YOUR ASSIGNMENT. Restate word for word the line containing "Wildlife camera-trap request: tag the person near" and each line that follows it, through the last line below, and nothing else.
##### INPUT FOR THIS TASK
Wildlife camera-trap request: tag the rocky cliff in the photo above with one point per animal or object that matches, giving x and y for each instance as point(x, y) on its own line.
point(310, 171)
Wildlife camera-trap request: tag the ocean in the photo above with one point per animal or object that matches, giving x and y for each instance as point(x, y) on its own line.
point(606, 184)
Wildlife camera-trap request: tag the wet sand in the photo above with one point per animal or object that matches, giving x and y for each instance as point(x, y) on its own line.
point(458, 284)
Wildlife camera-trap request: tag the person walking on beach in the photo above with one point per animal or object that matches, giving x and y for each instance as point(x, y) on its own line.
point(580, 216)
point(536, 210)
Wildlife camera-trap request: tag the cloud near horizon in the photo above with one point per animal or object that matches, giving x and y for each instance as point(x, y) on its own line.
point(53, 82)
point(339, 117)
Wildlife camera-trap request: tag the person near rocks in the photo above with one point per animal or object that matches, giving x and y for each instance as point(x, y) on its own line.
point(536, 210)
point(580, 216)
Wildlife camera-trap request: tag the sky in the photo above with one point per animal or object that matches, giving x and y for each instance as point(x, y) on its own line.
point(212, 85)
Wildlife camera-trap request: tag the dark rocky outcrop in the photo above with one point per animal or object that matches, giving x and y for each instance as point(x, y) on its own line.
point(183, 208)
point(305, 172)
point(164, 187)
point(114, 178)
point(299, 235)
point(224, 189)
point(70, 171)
##########
EXPECTED ANSWER.
Wildlife camera-trap request: tag the person near rocks in the photo above with one point per animal or object that matches, giving x and y for each instance as point(x, y) on its own line.
point(536, 210)
point(580, 216)
Wildlife camera-trap request: tag the sky in the photo above with one point per animal or object that matches, giving x and y for each instance as point(x, y) on its own line.
point(212, 85)
Wildlife camera-trap request: tag the dark rocky outcrop in the photo above with one point per animal or object that matches, giving x and y for each instance as point(x, y) on its own line.
point(183, 208)
point(305, 172)
point(164, 187)
point(114, 178)
point(299, 235)
point(224, 189)
point(70, 171)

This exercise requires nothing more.